━━━━━ Records provided
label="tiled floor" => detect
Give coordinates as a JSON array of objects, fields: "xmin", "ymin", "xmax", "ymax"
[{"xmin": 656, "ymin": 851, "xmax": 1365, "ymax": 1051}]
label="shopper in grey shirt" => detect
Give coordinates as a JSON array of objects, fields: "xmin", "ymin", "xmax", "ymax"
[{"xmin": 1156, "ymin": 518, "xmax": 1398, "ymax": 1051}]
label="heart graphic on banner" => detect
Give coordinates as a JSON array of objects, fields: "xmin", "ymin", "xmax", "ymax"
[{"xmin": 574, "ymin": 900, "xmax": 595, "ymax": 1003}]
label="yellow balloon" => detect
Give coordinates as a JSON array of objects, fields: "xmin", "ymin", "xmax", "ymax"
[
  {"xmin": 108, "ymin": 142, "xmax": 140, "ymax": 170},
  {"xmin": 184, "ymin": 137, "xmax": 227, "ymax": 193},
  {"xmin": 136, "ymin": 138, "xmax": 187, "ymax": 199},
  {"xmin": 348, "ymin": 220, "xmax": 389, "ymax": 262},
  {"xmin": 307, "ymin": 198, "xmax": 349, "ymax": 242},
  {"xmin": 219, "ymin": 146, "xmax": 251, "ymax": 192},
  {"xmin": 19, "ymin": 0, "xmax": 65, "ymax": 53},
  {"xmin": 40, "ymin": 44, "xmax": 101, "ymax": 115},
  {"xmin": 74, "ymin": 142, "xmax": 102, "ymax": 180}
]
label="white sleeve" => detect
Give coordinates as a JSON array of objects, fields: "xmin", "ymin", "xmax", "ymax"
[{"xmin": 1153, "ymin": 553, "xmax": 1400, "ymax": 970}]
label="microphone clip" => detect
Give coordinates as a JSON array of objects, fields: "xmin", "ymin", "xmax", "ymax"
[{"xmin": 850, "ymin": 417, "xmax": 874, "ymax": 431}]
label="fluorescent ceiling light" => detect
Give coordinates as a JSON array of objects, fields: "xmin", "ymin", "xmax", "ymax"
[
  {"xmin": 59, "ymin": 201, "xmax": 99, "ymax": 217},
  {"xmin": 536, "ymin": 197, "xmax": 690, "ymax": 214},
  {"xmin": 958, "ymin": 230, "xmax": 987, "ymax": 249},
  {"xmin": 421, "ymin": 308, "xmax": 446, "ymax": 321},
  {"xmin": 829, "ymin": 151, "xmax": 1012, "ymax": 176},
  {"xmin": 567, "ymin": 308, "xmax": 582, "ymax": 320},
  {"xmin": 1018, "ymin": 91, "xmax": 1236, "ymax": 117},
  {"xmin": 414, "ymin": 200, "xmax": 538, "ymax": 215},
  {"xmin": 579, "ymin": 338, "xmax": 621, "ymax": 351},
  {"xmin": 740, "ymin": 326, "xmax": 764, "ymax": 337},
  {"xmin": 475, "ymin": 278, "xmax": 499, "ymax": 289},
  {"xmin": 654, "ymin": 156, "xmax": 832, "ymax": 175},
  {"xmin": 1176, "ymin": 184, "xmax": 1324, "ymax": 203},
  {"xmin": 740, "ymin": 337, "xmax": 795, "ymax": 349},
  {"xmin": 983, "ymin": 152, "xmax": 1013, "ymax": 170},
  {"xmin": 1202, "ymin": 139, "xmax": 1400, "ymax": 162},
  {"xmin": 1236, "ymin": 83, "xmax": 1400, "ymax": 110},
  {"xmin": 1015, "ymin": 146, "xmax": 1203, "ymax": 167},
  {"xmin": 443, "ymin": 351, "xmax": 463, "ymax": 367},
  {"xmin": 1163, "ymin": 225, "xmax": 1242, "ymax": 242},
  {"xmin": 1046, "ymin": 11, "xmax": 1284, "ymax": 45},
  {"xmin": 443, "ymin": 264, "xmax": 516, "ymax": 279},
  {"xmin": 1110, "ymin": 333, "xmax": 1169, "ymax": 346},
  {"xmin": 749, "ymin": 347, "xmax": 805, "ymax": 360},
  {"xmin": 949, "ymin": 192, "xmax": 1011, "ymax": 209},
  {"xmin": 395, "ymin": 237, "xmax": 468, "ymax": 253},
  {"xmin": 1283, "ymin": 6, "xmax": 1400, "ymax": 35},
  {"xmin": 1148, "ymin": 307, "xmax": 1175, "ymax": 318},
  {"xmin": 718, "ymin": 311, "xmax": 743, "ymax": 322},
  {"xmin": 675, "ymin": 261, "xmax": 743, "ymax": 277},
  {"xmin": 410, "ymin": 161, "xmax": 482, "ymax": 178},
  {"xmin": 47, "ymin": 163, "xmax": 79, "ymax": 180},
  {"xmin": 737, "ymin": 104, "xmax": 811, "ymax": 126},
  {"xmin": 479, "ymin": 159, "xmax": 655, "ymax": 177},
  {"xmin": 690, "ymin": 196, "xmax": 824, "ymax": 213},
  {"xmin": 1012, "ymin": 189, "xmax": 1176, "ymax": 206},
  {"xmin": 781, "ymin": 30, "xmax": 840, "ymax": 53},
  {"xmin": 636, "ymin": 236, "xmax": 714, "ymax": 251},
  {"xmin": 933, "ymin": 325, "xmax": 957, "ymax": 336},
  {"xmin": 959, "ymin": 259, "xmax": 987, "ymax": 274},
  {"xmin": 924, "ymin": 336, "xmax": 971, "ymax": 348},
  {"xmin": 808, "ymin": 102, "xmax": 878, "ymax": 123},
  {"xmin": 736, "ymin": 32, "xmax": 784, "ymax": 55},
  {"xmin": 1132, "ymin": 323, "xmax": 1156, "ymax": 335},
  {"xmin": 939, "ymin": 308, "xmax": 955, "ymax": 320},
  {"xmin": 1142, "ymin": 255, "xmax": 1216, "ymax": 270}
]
━━━━━━━━━━
[Directions for this task]: Each line above that contains the word "label" should be copied.

[Exercise response]:
label="tiled floor" => detect
label="shopper in grey shirt" => detect
label="heart graphic on banner" => detect
label="yellow balloon" => detect
label="white sleeve" => detect
label="microphone clip" => detect
label="fluorescent ceiling light" => detect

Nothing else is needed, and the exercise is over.